* **Cosa fare**:
A – Rispondi a queste domande sulla cronaca della partita:
(i) Contro quale squadra gli "azzurri" avevano giocato a Firenze otto giorni prima?
(ii) Da quale compagno Bastin ricevette la palla?
(iii) Con il favore di che cosa i "bianchi" si ripresero?
B – Seleziona tutte le righe delle voci in cui compare la parola "spoke".

* **Testo di partenza**:

--

Contro questa squadra, gli "azzurri" giocarono con grande impegno, riuscirono a periodi a raggiungere il loro più alto livello dì rendimento, ma nell'assieme furono come frenati da circostanze contingenti. Avrebbero dovuto e potuto vincere. L'andamento del gioco fu tale da pienamente giustificare ogni aspirazione alla vittoria. Nel primo quarto dora essi travolsero l'.avversario. Partendo a velocità indiavolata, precisamente come avevano fatto otto giorni prima a Firenze contro la Cecoslovacchia, essi presero l'iniziativa e fecero sì che l'intera compagine inglese fosse costretta a lottare coi denti, calciando comunque e dovunque pur di difendere e di allontanare il pericolo. 
In quel periodo gli "azzurri" avrebbero dovuto vincere la gara: le situazioni favorevoli presentatesi furono tante che essi avrebbero potuto con facilità assicurarsi un margine sostanziale di punti prima che i "bianchi" d'Inghilterra si fossero ripresi. Fu un po' col favore del vento che i "bianchi" si ripresero. E fu anche col favore di un probabile fuori gioco che essi pareggiarono. 
Bastin, l'ala sinistra, quando ricevette la palla dal compagno di mezz'ala Furness, stava davanti a questi di circa due metri e si trovava al di là della linea dei terzini di circa quattro metri. Il fuori giuoco, secondo l'arbitro, e i guardalinee, non poté venire concesso perché al preciso istante in cui l'azione si sviluppò Bertolini, all'altro estremo della porta, già stava accorrendo in posizione arretrata. Comunque, fuori giuoco o no, al momento iniziale dell'azione vi fu errore di intervento e di intesa fra gli uomini nostri. Fu quello il solo svarione commesso dalla nostra difesa in tutto l'incontro. Esso ci costò caro. Dall'ottenimento del pareggio stesso gli inglesi attinsero animo. Tutta la seconda parte del primo tempo fu a loro vantaggio. Il vento soffiava forte a quel momento e li sospingeva e aiutava. Fu quello il periodo migliore per gli ospiti. I quali, comunque, non riuscirono a segnare, non solo, ma nemmeno a far maturare una situazione veramente meritevole di successo.

--

* **Voci di partenza**:
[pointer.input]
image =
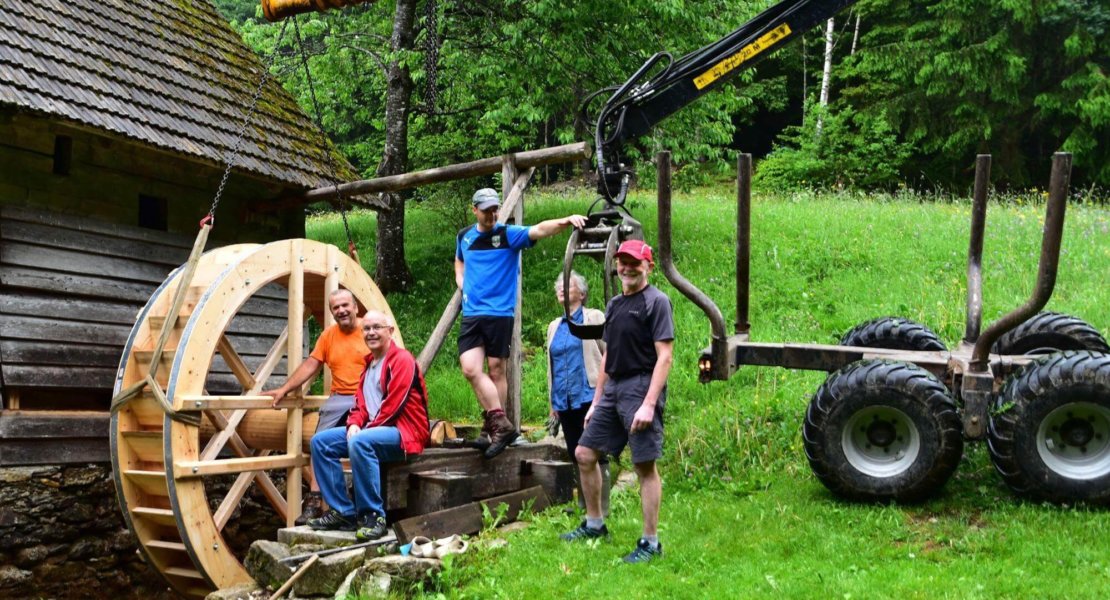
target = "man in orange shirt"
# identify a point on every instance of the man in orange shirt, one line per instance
(342, 348)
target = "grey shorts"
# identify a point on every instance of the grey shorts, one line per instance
(334, 412)
(607, 430)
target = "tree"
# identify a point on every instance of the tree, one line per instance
(1017, 79)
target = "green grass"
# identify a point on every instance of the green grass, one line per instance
(742, 514)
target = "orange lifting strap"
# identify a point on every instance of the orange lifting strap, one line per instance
(275, 10)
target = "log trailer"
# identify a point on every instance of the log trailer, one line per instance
(890, 420)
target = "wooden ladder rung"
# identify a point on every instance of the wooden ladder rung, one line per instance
(183, 572)
(145, 445)
(158, 516)
(168, 354)
(161, 545)
(152, 482)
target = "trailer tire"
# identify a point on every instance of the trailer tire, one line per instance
(1049, 431)
(1046, 333)
(880, 430)
(894, 333)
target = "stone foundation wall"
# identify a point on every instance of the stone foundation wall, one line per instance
(62, 536)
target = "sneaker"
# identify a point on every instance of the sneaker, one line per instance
(583, 532)
(332, 520)
(644, 552)
(501, 435)
(371, 527)
(311, 508)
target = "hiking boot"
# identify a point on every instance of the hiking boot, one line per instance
(333, 521)
(311, 508)
(644, 552)
(502, 434)
(483, 440)
(371, 527)
(583, 532)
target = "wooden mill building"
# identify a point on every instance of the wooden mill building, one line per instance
(115, 123)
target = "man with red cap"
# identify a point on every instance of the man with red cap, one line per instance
(631, 397)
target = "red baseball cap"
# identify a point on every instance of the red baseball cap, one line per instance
(636, 248)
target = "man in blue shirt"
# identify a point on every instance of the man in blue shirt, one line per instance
(486, 268)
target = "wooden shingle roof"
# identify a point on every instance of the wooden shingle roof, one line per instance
(170, 73)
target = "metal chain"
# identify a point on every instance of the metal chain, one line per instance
(233, 154)
(329, 159)
(431, 56)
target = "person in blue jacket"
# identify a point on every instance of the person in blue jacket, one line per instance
(486, 268)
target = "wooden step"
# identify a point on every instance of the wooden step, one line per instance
(145, 445)
(157, 516)
(152, 482)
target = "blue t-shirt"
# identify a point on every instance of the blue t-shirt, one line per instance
(491, 268)
(569, 385)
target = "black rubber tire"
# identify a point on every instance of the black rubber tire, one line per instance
(894, 333)
(1046, 333)
(906, 394)
(1035, 415)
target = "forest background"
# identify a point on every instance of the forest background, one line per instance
(915, 94)
(915, 90)
(917, 87)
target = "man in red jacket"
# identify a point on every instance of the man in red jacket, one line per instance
(387, 423)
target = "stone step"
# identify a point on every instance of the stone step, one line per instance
(293, 536)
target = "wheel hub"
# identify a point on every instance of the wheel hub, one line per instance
(1077, 433)
(1073, 440)
(880, 441)
(881, 433)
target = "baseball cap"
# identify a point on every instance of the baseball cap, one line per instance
(485, 199)
(636, 248)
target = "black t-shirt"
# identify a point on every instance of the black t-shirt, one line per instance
(633, 325)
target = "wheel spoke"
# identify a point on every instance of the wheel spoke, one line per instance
(234, 362)
(266, 368)
(226, 426)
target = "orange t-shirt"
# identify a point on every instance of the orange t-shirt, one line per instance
(343, 354)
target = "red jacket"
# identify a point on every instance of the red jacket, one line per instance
(404, 402)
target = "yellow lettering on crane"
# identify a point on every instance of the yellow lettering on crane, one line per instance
(745, 53)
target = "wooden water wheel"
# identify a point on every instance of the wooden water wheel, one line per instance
(162, 465)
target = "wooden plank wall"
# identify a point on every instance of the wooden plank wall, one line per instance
(70, 290)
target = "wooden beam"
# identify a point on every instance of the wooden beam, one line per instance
(203, 468)
(484, 166)
(293, 353)
(234, 362)
(230, 403)
(467, 518)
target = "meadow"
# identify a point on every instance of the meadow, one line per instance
(743, 516)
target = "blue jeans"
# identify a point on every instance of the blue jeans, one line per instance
(366, 450)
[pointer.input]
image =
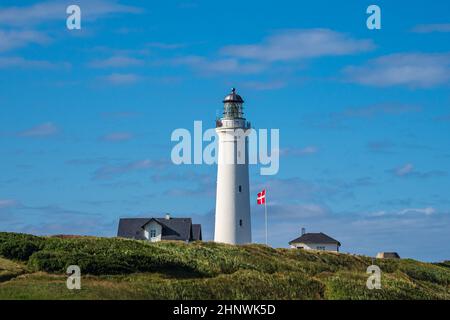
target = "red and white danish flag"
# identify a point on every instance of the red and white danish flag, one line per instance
(261, 197)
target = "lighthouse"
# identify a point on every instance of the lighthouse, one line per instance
(233, 222)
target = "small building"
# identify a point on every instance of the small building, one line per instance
(315, 241)
(388, 255)
(157, 229)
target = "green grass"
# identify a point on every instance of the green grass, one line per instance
(34, 268)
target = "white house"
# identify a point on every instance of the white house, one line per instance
(315, 241)
(157, 229)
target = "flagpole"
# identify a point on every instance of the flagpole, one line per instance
(265, 213)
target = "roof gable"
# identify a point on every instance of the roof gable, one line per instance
(321, 238)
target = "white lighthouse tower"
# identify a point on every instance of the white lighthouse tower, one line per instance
(233, 224)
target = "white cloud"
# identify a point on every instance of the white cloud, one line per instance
(20, 16)
(8, 203)
(117, 136)
(299, 44)
(426, 211)
(122, 78)
(299, 151)
(16, 39)
(213, 66)
(264, 85)
(402, 69)
(42, 130)
(404, 170)
(116, 62)
(109, 171)
(19, 62)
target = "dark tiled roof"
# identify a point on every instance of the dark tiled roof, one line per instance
(196, 232)
(315, 238)
(131, 228)
(172, 229)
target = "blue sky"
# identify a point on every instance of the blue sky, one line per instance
(364, 116)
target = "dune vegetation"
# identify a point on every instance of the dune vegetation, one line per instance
(34, 267)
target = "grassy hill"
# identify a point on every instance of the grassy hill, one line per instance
(34, 268)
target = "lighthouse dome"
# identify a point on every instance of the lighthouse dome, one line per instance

--

* **Risposte**:
A –
(i) Contro la Cecoslovacchia.
(ii) Dal compagno di mezz'ala Furness.
(iii) Con il favore del vento.

B –
target = "wheel spoke"
# identify a point on every instance of the wheel spoke, one line per instance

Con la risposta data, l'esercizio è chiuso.